Pero eso era el morir, mas no la muerte; morir se acaba y la vida sigue encendida: la muerte es un amor que habla con el silencio: “qué más da que la nada fuera nada si más nada será después de todo, después de tanto todo para nada”.

Non omnis moriar, no todo morirá, dijo Virgilio de su Eneida, a la que calificó de aere perennius, más perenne que el bronce. Pero en Virgilio no hablaba  el ego, sino el tú poético que es amado y que para siempre le salvaba de la muerte.

Guardo un silencio muy respetuoso ante los precadáveres que mueren enhiestos y erguidos como el ciprés de Silos, pero afortunadamente no les creo, pues un escritor no escribe para morirse; en última instancia, pese a su desparramada difiducia respecto de la vida; el poeta escribe  para vivir su muerte eternizándola con sus mejores versos, homenajeándola en ellos.

Yo no puedo procesar la inverosimilitud que sería la nada absoluta, no es posible sobrenadar la laguna Estigia de la nada m ientras la canto. Siempre he creído, y ya digo, con el máximo respeto, que el poeta que hace una elegía o una endecha a la muerte está pidiendo permiso para que la muerte se apiade de él, no para que le envíe definitivamente al corralón de muertos, al pudridero.

El verso del poeta es el reverso de la oración fúnebre, solemne, marmórea de despedida, cuyo anverso es la vida. El sepulturero entierra el cuerpo, pero la calavera queda ahí, incluso después de disueltas sus sales minerales, a pie de cenotafio, que no es sino un cajón vacío. De este modo podría yo acaso entendería mejor el ansia por restaurar, por recuperar sin odio el cadáver de quienes fueron vilmente fusilados en las cunetas. El canto del poeta a la nada es el paño inconsútil de una vida que vuela a no se sabe dónde, pero desaparece viviendo. Esos desenterrados son parte de nuestras mejores vidas. La muerte no es la piedad de la vida, sino acaso el silencio del pensamiento, su respetuoso enmudecer.

Al poeta le faltan siempre palabras, y por eso es un muerto a medias, pues el lenguaje es a la vez exuberante, ya que dice más de lo que dice, y al propio tiempo deficiente, porque no puede con el peso enterizo de la palabra desaparecida, silenciada, enmudada. Siempre la paradoja de la muerte entrambadora: el poeta, el poietés, el que más puede según su etimológica poiesis, es el más impotente.  

“La tempestad me arrebató al Bufón, al pícaro azotado, deslenguado, insolente, que era mi compañero, era yo mismo, reflejo mío en los espejos
cóncavos y convexos”. Pero este ser raptado, como en el caso de Helena, no tiene son de despedida, sino la vitalidad del estiércol que resucita: “Ven antes de que me hunda en el torbellino del sueño. Ven a decirme te amo y desvanécete enseguida” (Cuaderno de Nueva York). Y apareció el amor donde la muerte muere, luz de tarde: “Me da pena pensar que algún día querré ver de nuevo este espacio, tornar a este instante. Me da pena soñarme rompiendo mis alas contra muros que se alzan e impiden que pueda volver a encontrarme. No me pregunta nada la Noche, no me pregunta nada. Ella lo sabe todo antes que yo lo diga, antes que yo lo sepa”.

[Datos de localización de un punto por instancia]
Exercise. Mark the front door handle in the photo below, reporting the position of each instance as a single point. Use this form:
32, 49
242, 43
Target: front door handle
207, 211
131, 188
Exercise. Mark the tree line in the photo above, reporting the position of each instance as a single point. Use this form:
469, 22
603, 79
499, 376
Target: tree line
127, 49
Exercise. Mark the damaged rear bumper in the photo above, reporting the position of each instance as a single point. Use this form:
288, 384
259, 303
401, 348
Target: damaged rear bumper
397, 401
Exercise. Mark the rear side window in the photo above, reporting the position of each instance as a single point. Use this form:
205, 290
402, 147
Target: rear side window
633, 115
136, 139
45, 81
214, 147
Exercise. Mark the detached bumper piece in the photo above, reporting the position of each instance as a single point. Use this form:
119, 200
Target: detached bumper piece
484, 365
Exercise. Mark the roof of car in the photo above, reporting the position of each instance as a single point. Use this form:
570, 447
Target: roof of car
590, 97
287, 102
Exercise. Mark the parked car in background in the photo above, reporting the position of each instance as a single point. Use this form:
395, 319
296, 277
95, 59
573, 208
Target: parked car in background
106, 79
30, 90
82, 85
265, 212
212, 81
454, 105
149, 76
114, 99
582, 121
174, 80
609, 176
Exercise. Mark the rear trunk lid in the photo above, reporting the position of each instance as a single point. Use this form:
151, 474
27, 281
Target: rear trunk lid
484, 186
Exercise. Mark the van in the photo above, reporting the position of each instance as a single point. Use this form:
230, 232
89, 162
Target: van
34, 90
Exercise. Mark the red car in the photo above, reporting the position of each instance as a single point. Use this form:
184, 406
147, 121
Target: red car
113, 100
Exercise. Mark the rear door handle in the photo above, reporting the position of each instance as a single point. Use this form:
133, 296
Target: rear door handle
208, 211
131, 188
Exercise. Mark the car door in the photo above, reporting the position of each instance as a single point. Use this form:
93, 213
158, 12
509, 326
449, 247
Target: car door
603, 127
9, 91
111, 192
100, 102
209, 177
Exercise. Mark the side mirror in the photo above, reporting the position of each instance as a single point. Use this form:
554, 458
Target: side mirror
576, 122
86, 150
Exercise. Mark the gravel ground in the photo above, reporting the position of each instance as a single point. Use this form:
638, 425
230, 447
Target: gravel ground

### Instrucciones de trabajo
(1) Enumera todas las expresiones en latín o en griego que aparecen en el fragmento sobre el poeta y la muerte.
(2) Extrae del fragmento sobre el poeta y la muerte el pasaje que va desde "Non omnis moriar, no" hasta "de la muerte.", ambos incluidos.

### Respuestas por tarea
(1) Non omnis moriar; aere perennius; poietés; poiesis

(2)
Non omnis moriar, no todo morirá, dijo Virgilio de su Eneida, a la que calificó de aere perennius, más perenne que el bronce. Pero en Virgilio no hablaba  el ego, sino el tú poético que es amado y que para siempre le salvaba de la muerte.